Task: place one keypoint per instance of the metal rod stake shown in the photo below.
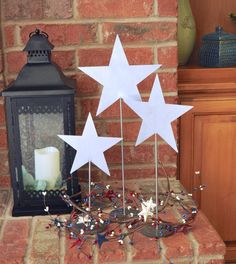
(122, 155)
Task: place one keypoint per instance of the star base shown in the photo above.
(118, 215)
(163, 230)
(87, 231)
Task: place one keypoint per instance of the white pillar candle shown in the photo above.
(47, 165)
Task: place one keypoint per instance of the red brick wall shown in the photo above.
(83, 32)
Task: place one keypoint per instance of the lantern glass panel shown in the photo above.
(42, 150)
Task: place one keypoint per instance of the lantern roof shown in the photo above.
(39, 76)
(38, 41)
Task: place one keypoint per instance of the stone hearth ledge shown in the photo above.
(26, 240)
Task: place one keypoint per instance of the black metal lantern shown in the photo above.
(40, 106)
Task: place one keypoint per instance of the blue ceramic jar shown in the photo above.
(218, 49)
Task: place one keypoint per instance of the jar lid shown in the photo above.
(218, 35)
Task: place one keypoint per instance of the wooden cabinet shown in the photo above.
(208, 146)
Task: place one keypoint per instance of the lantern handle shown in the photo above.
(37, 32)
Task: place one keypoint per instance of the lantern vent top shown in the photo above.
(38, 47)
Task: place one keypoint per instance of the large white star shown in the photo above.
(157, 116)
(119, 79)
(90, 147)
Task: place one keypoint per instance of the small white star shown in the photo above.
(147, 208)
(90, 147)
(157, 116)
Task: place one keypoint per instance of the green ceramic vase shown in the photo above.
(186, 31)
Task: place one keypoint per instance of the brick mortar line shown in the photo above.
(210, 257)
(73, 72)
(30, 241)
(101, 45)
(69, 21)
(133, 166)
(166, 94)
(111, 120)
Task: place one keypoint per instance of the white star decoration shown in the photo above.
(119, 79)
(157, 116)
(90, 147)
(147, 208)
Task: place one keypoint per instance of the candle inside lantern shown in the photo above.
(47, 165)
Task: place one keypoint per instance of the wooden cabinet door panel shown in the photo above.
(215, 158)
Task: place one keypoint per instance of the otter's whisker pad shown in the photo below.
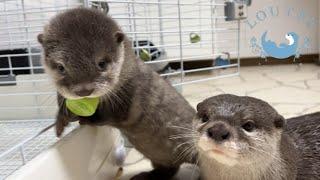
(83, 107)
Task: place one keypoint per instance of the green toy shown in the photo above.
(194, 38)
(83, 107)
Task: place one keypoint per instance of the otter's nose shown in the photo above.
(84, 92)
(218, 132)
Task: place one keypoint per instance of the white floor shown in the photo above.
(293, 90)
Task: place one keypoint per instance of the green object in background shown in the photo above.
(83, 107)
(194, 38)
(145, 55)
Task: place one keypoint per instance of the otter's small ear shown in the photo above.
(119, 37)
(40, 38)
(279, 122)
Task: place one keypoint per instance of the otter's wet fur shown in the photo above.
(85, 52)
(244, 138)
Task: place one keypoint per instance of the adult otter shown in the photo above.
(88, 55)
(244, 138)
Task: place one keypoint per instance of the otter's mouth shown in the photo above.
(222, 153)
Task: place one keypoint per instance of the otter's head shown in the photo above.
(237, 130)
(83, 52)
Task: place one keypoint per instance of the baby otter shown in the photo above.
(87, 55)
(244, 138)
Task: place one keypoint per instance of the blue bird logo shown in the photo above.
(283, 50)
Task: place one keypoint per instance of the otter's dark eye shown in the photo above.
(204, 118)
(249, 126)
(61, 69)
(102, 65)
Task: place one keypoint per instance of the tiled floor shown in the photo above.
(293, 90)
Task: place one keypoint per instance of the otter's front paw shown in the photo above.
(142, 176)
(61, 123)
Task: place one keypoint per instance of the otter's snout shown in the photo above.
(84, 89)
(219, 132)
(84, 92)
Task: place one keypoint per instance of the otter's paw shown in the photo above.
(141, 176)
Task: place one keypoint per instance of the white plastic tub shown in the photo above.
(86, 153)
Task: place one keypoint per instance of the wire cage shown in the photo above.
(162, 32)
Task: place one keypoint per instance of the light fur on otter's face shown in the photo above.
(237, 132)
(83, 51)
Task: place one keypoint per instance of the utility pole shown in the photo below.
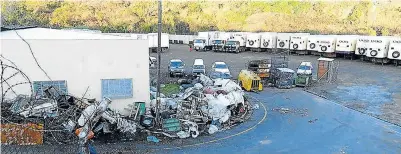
--
Work required - Return the full material word for word. Do not include the pictures.

Solution -
Task: place one keypoint per instance of the metal rod stake shown in the photo below.
(122, 155)
Task: place one keypoint per instance of the star base shown in the photo above.
(118, 215)
(163, 230)
(87, 231)
Task: place one keypoint per instance of the white pillar candle shown in the photo above.
(47, 165)
Task: place one keypoint per instance of the red brick wall shown in the photo above.
(83, 32)
Task: place one keypoint per instance of the lantern glass panel shown in the photo above.
(42, 150)
Task: place one keypoint per instance of the lantern roof shown in the photo above.
(39, 76)
(38, 41)
Task: place one keypoint per instance of the stone hearth ledge shown in the photo above.
(26, 240)
Task: place one keypoint per instance of the black metal lantern shown in the photo above.
(40, 106)
Task: place one keypoint per instance of the blue ceramic jar shown in the photo above.
(218, 49)
Task: place one keypoint per instance of the jar lid shown in the photo above.
(218, 35)
Task: place one keypoint per instance of the wooden cabinet shown in the photo above.
(208, 146)
Task: place one keypoint per instance of the lantern handle shown in the photo above.
(37, 32)
Task: place one keypoint per instance of the lantern vent top shown in the photo above.
(38, 47)
Task: place one keypoint per instance of the large white star shown in the photo above.
(157, 116)
(119, 79)
(90, 147)
Task: place one keypoint per instance of the small white star shown in the photo above.
(147, 208)
(90, 147)
(157, 116)
Task: place one keypoint per instance of the green ceramic vase shown in the photo above.
(186, 31)
Task: place one keypoint per instance of the brick mortar line shown in the photo above.
(210, 257)
(73, 72)
(30, 241)
(101, 45)
(69, 21)
(133, 166)
(166, 94)
(111, 120)
Task: place one keypoint per instance of the white star decoration shown in the photo above.
(119, 79)
(157, 116)
(90, 147)
(147, 208)
Task: place one keypoint per instance of the candle inside lantern shown in the photo above.
(47, 165)
Task: place one keypoint per instance of the wooden cabinet door panel shown in the photo above.
(215, 158)
Task: place one keypoint per instance of the otter's whisker pad shown in the photo below.
(83, 107)
Task: place one keypoint per instance of the green toy shown in the photo above.
(194, 38)
(83, 107)
Task: place one keypoint per instance of the otter's nose shown in the photo above.
(84, 92)
(218, 132)
Task: place one keypoint per instance of the white floor shown in the photo above.
(293, 90)
Task: place one keypoint per instance of the green object in background shown in the photo above.
(83, 107)
(194, 38)
(145, 55)
Task: place one keypoint per instance of the otter's small ear shown in the photo above.
(119, 37)
(40, 38)
(279, 122)
Task: place one keypoint per instance of the otter's wet fur shown in the photo above.
(85, 52)
(244, 138)
Task: place one keypoint per instance of the adult otter shown in the photo above.
(88, 55)
(244, 138)
Task: place one keypoint per instance of the otter's mouth shown in the photo above.
(222, 153)
Task: place one keypoint per instance of the otter's head shown in the photo above.
(237, 130)
(83, 52)
Task: place one keypoint per instance of the baby otter shown in the photo above.
(87, 55)
(244, 138)
Task: place one keypoint per instance of the blue bird logo shown in the photo above.
(283, 50)
Task: place one keypoint per instance of the otter's dark eye shown in the photo above.
(204, 118)
(249, 126)
(61, 69)
(102, 65)
Task: place one keypoint per instance of the tiled floor shown in the photo above.
(293, 90)
Task: place one keypoint per instance of the otter's front paw shown in the photo above.
(142, 176)
(61, 123)
Task: place one keypoint per instance of the otter's snout shown in the photo above.
(84, 89)
(219, 132)
(84, 92)
Task: place one keypoint per instance of the otter's paw shown in the photo above.
(141, 176)
Task: place one keypoint per instance of the white plastic tub shown in the photo above.
(86, 153)
Task: place one keypoint per instance of the wire cage shown in the photo above.
(162, 32)
Task: place one keypoint per instance of the light fur on otter's face shown in the photo above.
(237, 132)
(83, 51)
Task: place one keypoint per instance of the utility pole shown in the photo below.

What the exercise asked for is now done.